(Records to use Opens)

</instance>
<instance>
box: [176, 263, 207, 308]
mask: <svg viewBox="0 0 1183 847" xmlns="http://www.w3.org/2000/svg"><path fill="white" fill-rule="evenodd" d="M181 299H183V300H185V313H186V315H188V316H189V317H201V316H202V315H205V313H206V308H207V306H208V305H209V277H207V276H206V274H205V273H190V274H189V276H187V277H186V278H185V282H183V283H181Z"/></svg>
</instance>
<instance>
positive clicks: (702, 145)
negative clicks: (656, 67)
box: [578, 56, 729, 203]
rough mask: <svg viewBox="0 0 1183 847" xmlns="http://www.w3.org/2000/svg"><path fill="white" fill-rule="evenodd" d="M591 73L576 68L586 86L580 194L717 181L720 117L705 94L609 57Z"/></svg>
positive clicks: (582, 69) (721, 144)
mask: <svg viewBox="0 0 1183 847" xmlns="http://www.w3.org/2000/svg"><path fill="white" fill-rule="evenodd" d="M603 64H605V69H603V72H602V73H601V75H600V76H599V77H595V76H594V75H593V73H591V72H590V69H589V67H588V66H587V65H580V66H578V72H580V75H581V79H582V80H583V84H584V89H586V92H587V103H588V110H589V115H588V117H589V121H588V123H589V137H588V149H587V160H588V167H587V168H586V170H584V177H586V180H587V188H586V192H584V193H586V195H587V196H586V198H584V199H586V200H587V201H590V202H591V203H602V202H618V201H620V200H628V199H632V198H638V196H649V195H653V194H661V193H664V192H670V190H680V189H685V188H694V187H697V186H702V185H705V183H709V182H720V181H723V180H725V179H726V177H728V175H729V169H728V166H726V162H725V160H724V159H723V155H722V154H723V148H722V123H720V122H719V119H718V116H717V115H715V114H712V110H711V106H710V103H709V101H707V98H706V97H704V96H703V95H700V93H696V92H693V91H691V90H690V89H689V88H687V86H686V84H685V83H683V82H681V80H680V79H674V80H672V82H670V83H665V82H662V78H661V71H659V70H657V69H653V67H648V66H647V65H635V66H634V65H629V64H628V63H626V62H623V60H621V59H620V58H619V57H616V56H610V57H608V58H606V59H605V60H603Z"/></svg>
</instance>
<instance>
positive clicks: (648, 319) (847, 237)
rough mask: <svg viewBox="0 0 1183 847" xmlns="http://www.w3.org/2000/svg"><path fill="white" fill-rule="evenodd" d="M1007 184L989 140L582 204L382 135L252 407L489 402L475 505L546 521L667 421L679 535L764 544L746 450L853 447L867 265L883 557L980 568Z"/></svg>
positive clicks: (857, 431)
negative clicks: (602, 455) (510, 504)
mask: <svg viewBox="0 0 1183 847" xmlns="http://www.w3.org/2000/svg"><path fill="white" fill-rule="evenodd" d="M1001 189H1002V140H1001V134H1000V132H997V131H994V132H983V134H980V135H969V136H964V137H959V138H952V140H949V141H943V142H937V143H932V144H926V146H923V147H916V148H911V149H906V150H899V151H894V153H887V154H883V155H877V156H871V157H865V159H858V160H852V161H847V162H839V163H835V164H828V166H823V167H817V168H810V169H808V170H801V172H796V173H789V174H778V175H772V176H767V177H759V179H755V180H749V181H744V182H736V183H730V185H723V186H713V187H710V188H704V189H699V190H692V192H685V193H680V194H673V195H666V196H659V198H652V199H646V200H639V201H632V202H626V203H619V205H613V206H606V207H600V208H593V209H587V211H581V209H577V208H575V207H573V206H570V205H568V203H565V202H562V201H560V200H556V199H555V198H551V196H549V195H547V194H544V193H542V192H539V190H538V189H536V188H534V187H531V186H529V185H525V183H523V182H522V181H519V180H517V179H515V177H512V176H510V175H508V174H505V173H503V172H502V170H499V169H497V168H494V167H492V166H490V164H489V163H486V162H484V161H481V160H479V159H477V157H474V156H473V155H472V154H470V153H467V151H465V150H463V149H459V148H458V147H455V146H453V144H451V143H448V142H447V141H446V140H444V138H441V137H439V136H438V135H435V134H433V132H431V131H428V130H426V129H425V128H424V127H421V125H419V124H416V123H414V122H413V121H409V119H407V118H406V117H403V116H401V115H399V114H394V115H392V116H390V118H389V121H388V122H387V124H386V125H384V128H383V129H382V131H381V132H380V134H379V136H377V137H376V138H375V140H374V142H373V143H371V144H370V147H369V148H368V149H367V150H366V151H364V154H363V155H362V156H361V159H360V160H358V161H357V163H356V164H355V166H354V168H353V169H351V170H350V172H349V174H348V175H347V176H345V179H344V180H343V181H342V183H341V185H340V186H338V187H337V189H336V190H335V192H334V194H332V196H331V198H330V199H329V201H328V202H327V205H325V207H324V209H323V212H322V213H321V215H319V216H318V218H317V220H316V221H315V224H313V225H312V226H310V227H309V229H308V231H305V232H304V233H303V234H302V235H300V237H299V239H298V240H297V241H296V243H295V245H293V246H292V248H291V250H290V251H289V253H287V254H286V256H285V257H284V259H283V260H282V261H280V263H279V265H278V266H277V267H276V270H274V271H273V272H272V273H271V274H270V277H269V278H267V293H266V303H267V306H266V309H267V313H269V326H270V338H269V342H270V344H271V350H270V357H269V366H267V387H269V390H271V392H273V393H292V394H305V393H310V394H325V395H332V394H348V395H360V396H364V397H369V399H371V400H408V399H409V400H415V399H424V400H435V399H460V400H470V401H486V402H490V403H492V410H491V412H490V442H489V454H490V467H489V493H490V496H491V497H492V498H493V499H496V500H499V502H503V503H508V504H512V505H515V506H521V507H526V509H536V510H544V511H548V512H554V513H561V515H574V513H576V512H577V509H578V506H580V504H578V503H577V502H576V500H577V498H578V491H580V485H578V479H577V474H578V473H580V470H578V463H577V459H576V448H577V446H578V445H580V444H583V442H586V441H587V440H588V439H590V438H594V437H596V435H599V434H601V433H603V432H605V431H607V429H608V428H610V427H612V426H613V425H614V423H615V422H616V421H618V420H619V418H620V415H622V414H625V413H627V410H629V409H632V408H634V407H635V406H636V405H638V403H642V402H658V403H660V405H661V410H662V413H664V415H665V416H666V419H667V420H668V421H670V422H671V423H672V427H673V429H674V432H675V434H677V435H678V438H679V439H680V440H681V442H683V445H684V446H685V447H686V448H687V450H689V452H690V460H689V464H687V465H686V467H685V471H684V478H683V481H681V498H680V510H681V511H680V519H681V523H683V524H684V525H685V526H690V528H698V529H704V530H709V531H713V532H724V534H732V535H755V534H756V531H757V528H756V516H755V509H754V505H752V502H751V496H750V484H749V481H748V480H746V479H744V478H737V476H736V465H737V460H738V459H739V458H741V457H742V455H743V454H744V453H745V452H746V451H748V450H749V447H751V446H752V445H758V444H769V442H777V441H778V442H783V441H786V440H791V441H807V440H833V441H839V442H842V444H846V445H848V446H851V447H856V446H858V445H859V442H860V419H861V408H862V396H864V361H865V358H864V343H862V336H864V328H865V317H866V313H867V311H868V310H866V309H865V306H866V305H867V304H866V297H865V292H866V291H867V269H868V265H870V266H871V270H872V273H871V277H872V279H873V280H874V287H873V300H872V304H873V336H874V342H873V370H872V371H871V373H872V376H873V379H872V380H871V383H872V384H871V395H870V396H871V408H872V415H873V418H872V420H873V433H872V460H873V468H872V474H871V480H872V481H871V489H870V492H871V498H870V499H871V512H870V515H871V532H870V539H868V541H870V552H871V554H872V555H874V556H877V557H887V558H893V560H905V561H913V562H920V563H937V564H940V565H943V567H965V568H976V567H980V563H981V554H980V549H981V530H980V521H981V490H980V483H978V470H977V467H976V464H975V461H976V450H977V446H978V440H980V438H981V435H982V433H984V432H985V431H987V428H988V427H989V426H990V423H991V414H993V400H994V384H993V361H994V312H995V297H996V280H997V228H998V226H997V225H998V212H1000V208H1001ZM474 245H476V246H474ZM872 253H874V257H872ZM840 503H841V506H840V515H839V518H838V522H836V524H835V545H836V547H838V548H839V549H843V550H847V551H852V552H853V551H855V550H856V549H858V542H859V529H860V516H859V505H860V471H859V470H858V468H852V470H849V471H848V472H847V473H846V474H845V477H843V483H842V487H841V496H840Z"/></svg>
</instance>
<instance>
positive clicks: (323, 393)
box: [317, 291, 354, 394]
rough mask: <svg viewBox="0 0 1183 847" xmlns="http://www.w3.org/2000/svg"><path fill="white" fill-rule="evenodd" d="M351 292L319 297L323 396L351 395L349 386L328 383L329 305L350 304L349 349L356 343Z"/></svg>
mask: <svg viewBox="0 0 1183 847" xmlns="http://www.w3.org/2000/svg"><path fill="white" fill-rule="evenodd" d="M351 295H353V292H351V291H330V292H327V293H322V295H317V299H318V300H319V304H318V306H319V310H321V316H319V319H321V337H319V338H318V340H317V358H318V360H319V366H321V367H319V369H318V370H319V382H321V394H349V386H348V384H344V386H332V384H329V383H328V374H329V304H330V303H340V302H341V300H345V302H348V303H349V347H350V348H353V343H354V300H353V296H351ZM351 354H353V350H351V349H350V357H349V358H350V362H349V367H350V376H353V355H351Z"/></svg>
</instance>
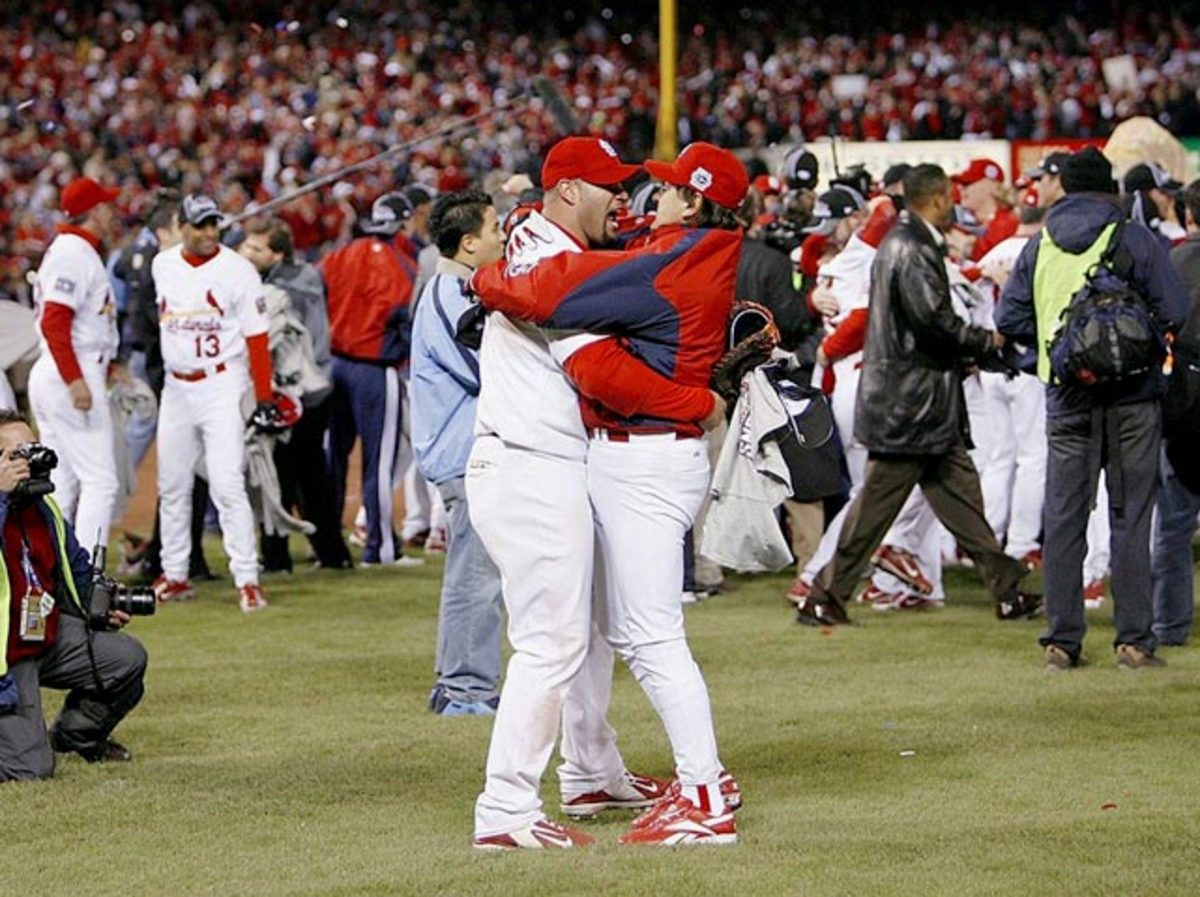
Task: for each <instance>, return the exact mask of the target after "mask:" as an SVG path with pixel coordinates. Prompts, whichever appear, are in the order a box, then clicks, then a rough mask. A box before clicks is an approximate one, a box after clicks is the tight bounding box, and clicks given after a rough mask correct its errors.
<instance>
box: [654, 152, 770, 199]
mask: <svg viewBox="0 0 1200 897" xmlns="http://www.w3.org/2000/svg"><path fill="white" fill-rule="evenodd" d="M643 167H644V168H646V170H647V171H649V173H650V177H654V179H655V180H659V181H662V182H664V183H671V185H674V186H676V187H689V188H691V189H694V191H696V192H697V193H700V194H701V195H702V197H704V198H706V199H710V200H712V201H714V203H716V204H718V205H722V206H725V207H726V209H737V207H738V206H739V205H742V200H743V199H745V198H746V191H748V189H750V177H749V176H748V175H746V169H745V165H743V164H742V162H740V159H738V157H737V156H734V155H733V153H732V152H730V151H728V150H722V149H721V148H720V146H714V145H713V144H710V143H703V142H702V140H697V142H696V143H690V144H688V145H686V146H685V148H684V150H683V152H680V153H679V158H677V159H676V161H674V162H671V163H667V162H654V161H652V159H648V161H647V162H646V163H644V165H643Z"/></svg>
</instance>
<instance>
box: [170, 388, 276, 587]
mask: <svg viewBox="0 0 1200 897" xmlns="http://www.w3.org/2000/svg"><path fill="white" fill-rule="evenodd" d="M248 384H250V378H248V375H247V373H246V369H245V367H238V366H230V368H229V369H227V371H224V372H222V373H215V374H211V375H209V377H206V378H204V379H203V380H197V381H194V383H186V381H184V380H180V379H178V378H176V377H174V375H172V374H170V373H168V374H167V380H166V384H164V386H163V390H162V402H161V404H160V407H158V496H160V525H161V529H162V571H163V573H164V574H166V576H167V578H168V579H175V580H182V579H187V561H188V556H190V555H191V552H192V534H191V519H192V480H193V477H194V475H196V462H197V459H198V458H199V456H200V452H203V453H204V466H205V478H206V480H208V481H209V494H210V495H211V498H212V504H214V505H216V508H217V518H218V519H220V522H221V535H222V540H223V542H224V550H226V555H227V556H228V558H229V572H230V573H232V574H233V579H234V584H235V585H236V586H238V588H239V589H240V588H241V586H244V585H250V584H256V583H258V555H257V552H256V548H254V514H253V511H251V507H250V499H248V498H247V496H246V481H245V474H244V468H245V444H244V439H245V422H244V421H242V416H241V396H242V392H245V390H246V389H247V386H248Z"/></svg>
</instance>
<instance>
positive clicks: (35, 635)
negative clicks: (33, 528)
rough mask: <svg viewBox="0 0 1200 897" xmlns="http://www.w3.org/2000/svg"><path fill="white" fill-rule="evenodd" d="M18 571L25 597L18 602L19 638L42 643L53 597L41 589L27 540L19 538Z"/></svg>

(Records to use Closes)

# Assigned task:
Render the lines from the one containing "73L576 68L586 86L580" through the one containing "positive clicks: (582, 69) (721, 144)" as a JSON list of strings, one string per line, with blank lines omitted.

# Expected answer:
[
  "rough mask: <svg viewBox=\"0 0 1183 847\" xmlns=\"http://www.w3.org/2000/svg\"><path fill=\"white\" fill-rule=\"evenodd\" d=\"M591 73L576 68L586 86L580 194L717 181L720 117L705 94L609 57Z\"/></svg>",
  "positive clicks: (582, 69) (721, 144)"
]